Segment Start: PASSAGE FOR REVIEW

You generally don’t need any special training beyond Certificate II in Security Operations to do this job (see Monitoring Centre Operator Licence and Training on this page). However, some material in the Certificate III in Security Operations deals directly with monitoring CCTV systems.

Business Guard

A business guard is simply any guard who protects a business of any kind, including warehouses, corporate environments, shops and bars. Of course, the work varies with the environment and the type of business in question (of course, a retail guard is a kind of business guard).

Duties of a business guard may include:

  • Controlling access to the premises
  • Acting as an on-site liaison to emergency services
  • Ensuring security best practices are followed
  • Assisting employees entering and exiting the premises
  • Managing security cameras, alarms, and equipment

Business guards, including retail guards, may be static or mobile (or divide their duties between both). They may be armed or unarmed. They can be in uniform or plainclothes.

Segment End: PASSAGE FOR REVIEW
Segment Start: EXTRACTED DATA

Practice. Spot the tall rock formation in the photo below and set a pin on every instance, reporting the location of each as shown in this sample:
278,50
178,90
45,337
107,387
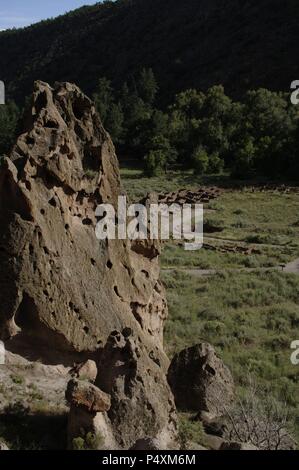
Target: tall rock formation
61,289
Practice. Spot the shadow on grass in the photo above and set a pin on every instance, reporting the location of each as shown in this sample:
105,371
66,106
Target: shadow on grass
27,431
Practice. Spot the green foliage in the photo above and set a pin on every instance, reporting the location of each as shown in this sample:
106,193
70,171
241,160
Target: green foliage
89,442
200,160
190,431
9,116
155,163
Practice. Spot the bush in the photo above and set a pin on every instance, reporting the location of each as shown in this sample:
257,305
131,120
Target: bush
155,163
200,160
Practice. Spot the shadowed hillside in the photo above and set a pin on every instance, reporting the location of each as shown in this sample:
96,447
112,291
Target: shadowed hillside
190,43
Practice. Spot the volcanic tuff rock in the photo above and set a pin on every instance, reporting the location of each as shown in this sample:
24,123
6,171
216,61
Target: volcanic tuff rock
86,396
61,288
142,406
200,381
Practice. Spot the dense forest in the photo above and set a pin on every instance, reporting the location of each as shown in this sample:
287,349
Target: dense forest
209,132
188,44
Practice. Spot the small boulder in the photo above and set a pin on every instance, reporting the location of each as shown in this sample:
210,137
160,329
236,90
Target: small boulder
238,446
85,371
3,446
200,381
87,396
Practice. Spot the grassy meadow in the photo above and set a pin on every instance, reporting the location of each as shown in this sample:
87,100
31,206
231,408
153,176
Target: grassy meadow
247,307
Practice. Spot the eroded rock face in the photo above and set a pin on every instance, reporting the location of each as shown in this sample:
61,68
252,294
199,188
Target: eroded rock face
86,396
142,405
61,288
200,381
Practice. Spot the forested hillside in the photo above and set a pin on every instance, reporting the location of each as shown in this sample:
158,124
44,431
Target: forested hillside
188,44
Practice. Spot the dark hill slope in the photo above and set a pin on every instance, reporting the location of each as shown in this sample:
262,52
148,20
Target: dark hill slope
188,43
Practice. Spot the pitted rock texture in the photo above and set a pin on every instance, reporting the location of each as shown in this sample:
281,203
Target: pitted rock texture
200,381
85,395
61,289
142,405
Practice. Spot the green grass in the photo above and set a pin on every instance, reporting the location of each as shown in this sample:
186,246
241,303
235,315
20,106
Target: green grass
251,317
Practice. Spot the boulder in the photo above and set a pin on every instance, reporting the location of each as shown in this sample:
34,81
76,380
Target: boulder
200,381
85,371
3,446
85,395
237,446
142,405
62,291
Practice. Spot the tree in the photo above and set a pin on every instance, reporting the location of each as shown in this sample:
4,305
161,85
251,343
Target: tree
155,163
200,160
147,86
103,98
9,117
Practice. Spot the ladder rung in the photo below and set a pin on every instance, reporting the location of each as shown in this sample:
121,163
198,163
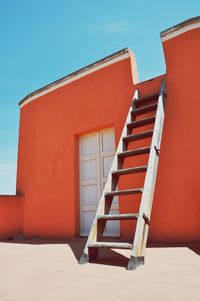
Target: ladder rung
146,99
135,152
124,192
142,122
112,217
144,110
114,245
130,170
138,136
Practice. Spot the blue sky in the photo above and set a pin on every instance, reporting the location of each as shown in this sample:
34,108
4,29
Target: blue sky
43,40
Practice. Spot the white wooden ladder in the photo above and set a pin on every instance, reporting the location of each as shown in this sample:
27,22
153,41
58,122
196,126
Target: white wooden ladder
153,103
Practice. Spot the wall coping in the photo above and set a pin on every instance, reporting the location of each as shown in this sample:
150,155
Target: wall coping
104,62
180,28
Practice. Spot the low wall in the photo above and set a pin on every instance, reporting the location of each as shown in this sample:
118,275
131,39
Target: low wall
11,216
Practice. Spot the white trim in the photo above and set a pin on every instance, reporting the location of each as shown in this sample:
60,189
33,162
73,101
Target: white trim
173,34
82,74
99,181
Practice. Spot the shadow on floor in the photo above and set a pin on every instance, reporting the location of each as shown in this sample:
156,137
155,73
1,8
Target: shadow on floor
106,256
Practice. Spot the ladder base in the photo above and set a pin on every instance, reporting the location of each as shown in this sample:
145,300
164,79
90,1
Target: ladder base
84,258
135,262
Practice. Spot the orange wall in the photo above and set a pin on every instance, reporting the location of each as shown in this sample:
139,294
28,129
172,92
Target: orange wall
11,216
48,148
48,145
177,196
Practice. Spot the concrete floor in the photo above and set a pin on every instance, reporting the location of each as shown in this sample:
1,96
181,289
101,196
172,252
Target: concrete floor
38,270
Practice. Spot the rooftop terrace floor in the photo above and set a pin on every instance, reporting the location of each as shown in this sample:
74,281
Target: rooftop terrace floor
48,270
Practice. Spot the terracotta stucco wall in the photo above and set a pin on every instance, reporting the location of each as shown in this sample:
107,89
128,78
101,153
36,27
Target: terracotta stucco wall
11,215
177,196
48,167
48,145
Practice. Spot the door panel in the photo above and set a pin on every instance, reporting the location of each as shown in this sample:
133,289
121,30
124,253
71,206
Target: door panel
96,156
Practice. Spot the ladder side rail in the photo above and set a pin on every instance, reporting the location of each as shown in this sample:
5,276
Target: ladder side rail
141,231
108,186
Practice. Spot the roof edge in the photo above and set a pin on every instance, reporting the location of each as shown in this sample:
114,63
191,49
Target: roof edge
117,56
180,28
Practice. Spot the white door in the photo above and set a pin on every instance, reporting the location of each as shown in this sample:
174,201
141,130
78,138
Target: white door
97,150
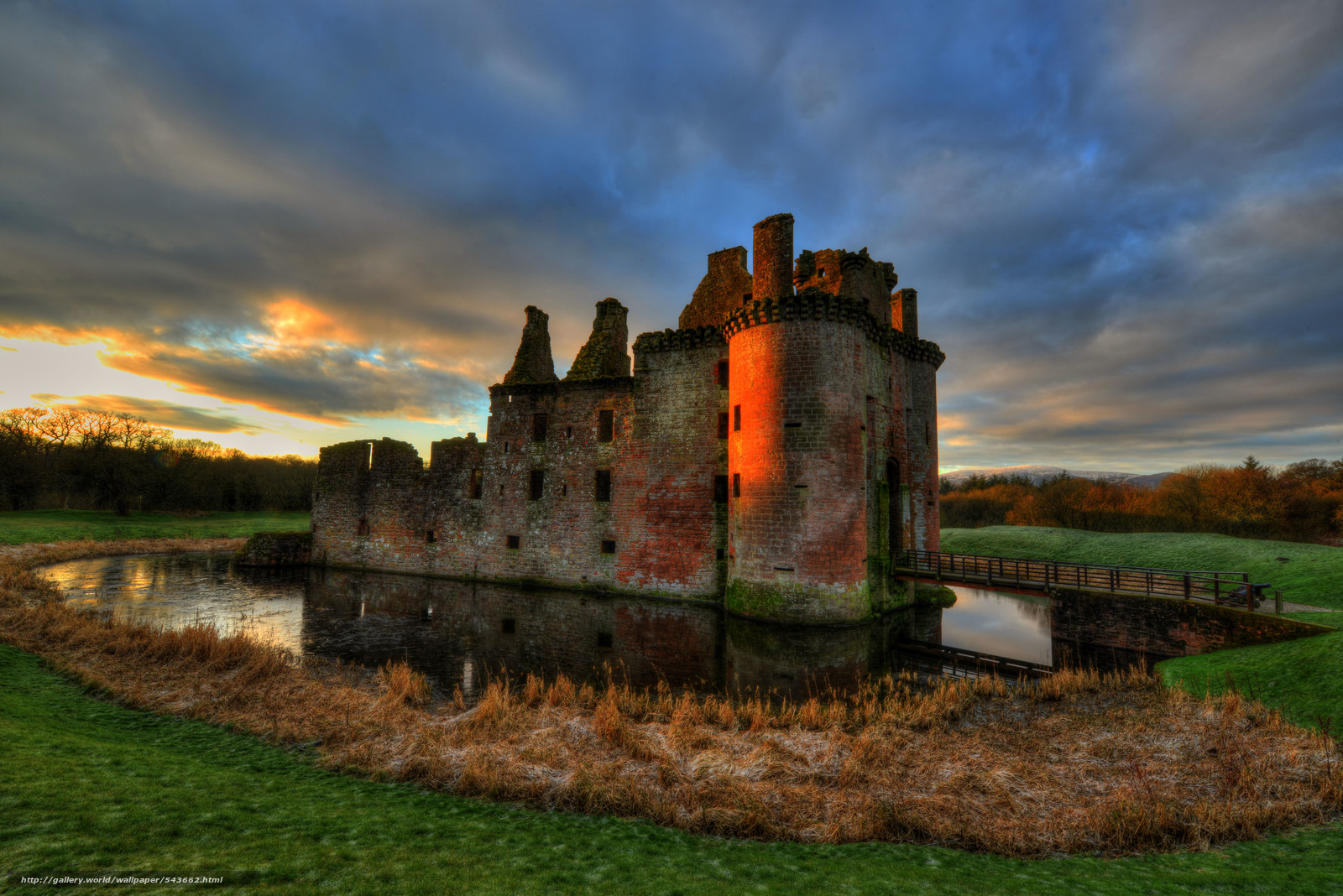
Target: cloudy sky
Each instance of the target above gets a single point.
(280, 224)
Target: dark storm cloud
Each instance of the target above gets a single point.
(1121, 217)
(161, 414)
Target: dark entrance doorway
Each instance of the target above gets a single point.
(895, 519)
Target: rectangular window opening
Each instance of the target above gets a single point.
(720, 490)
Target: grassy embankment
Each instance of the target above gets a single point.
(1302, 678)
(20, 528)
(107, 789)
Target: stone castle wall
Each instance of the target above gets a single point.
(776, 456)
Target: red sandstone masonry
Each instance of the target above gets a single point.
(834, 404)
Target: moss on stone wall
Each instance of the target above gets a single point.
(778, 602)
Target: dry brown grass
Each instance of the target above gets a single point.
(1078, 762)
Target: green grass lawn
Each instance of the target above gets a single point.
(1313, 573)
(18, 528)
(1303, 678)
(91, 788)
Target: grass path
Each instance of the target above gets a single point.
(1302, 678)
(91, 788)
(19, 528)
(1311, 575)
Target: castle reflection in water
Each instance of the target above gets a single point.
(461, 633)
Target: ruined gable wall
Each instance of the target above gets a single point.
(368, 503)
(559, 534)
(676, 529)
(724, 289)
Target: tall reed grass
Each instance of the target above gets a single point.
(1078, 762)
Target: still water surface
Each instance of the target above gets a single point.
(461, 632)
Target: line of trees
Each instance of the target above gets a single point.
(104, 461)
(1299, 502)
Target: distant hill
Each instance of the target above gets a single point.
(1038, 472)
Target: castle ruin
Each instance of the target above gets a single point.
(776, 452)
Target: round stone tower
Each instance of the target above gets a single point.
(797, 443)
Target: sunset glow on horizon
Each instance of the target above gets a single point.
(292, 226)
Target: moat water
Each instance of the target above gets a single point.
(460, 633)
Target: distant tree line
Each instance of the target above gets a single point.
(1299, 502)
(102, 461)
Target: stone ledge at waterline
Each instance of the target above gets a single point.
(1166, 627)
(277, 549)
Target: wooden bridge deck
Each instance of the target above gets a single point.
(1226, 589)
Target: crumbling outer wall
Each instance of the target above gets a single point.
(724, 289)
(676, 529)
(798, 531)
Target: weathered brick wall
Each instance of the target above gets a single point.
(771, 258)
(724, 289)
(672, 538)
(837, 455)
(846, 273)
(1163, 627)
(798, 531)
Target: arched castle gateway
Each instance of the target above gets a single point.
(774, 452)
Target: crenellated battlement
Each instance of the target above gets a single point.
(774, 454)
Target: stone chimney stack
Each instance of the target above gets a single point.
(904, 311)
(772, 258)
(606, 352)
(534, 361)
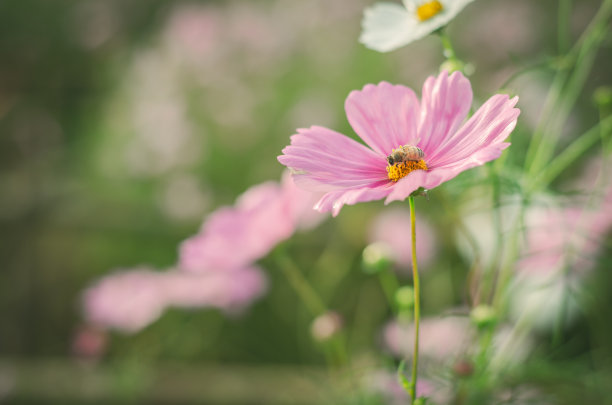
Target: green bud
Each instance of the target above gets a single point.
(483, 316)
(404, 298)
(376, 257)
(603, 96)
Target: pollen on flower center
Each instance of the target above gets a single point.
(427, 10)
(402, 169)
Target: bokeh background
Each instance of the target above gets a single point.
(124, 123)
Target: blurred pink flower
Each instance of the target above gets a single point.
(441, 339)
(227, 290)
(392, 228)
(263, 216)
(386, 117)
(128, 301)
(131, 300)
(563, 236)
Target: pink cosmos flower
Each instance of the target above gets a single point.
(127, 301)
(131, 300)
(230, 291)
(263, 216)
(387, 117)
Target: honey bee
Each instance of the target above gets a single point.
(405, 153)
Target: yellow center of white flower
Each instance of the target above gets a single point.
(402, 169)
(427, 10)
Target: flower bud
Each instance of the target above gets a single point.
(404, 298)
(463, 368)
(326, 326)
(483, 316)
(376, 257)
(603, 96)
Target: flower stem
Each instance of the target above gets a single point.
(417, 306)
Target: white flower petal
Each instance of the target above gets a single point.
(388, 26)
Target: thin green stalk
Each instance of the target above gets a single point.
(449, 51)
(390, 285)
(563, 24)
(565, 91)
(417, 303)
(572, 153)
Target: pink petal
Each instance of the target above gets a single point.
(446, 101)
(491, 124)
(335, 200)
(236, 236)
(385, 116)
(331, 160)
(434, 177)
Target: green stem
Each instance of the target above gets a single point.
(566, 89)
(569, 155)
(390, 285)
(417, 304)
(449, 51)
(563, 24)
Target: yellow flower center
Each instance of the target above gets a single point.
(427, 10)
(399, 170)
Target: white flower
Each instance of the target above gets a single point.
(388, 26)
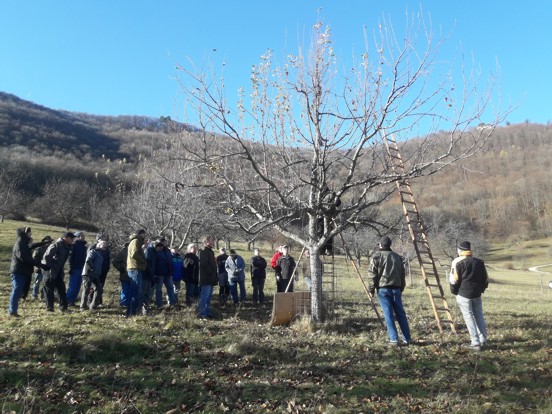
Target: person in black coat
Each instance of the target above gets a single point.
(21, 268)
(54, 259)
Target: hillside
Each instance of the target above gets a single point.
(45, 131)
(504, 192)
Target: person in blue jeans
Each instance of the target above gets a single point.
(387, 276)
(163, 273)
(77, 260)
(235, 268)
(468, 280)
(21, 268)
(208, 277)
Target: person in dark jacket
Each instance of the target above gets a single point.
(21, 268)
(76, 265)
(136, 267)
(106, 262)
(119, 263)
(387, 276)
(285, 266)
(208, 277)
(235, 267)
(224, 287)
(468, 280)
(190, 274)
(55, 257)
(258, 276)
(91, 274)
(148, 277)
(163, 273)
(178, 271)
(38, 254)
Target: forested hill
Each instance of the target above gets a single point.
(45, 131)
(504, 191)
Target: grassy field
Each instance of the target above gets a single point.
(101, 362)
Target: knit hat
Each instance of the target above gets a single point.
(464, 246)
(385, 242)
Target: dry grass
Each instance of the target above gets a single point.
(101, 362)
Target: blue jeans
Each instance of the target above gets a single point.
(390, 300)
(36, 287)
(192, 292)
(234, 291)
(18, 281)
(75, 281)
(135, 290)
(472, 311)
(258, 289)
(167, 281)
(125, 286)
(177, 287)
(205, 293)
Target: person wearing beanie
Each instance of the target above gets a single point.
(54, 258)
(77, 259)
(387, 275)
(21, 268)
(468, 280)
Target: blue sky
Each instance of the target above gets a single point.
(114, 57)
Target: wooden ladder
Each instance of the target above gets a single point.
(418, 234)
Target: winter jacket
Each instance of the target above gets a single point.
(469, 275)
(285, 267)
(163, 262)
(136, 260)
(55, 257)
(191, 268)
(178, 267)
(38, 254)
(386, 270)
(151, 258)
(208, 271)
(235, 268)
(78, 255)
(119, 263)
(221, 262)
(93, 264)
(258, 267)
(22, 257)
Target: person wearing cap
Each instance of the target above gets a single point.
(387, 275)
(91, 274)
(285, 267)
(258, 276)
(54, 258)
(21, 268)
(224, 287)
(77, 259)
(235, 268)
(190, 274)
(136, 265)
(208, 277)
(163, 273)
(38, 254)
(468, 280)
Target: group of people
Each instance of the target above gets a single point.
(45, 260)
(468, 279)
(145, 267)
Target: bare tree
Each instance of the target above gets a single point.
(65, 201)
(11, 198)
(304, 143)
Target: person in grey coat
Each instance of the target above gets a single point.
(91, 274)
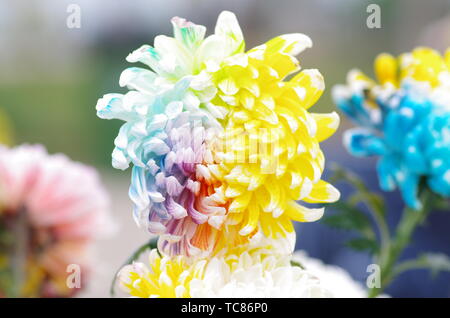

Segment End: EXTRACTED DATA

WORK TO BE COMPLETED: Repeat the security guard roles text word for word, in full.

SOLUTION FOR THIS PROBLEM:
You generally don’t need any special training beyond Certificate II in Security Operations to do this job (see Monitoring Centre Operator Licence and Training on this page). However, some material in the Certificate III in Security Operations deals directly with monitoring CCTV systems.

Business Guard

A business guard is simply any guard who protects a business of any kind, including warehouses, corporate environments, shops and bars. Of course, the work varies with the environment and the type of business in question (of course, a retail guard is a kind of business guard).

Duties of a business guard may include:

  • Controlling access to the premises
  • Acting as an on-site liaison to emergency services
  • Ensuring security best practices are followed
  • Assisting employees entering and exiting the premises
  • Managing security cameras, alarms, and equipment

Business guards, including retail guards, may be static or mobile (or divide their duties between both). They may be armed or unarmed. They can be in uniform or plainclothes.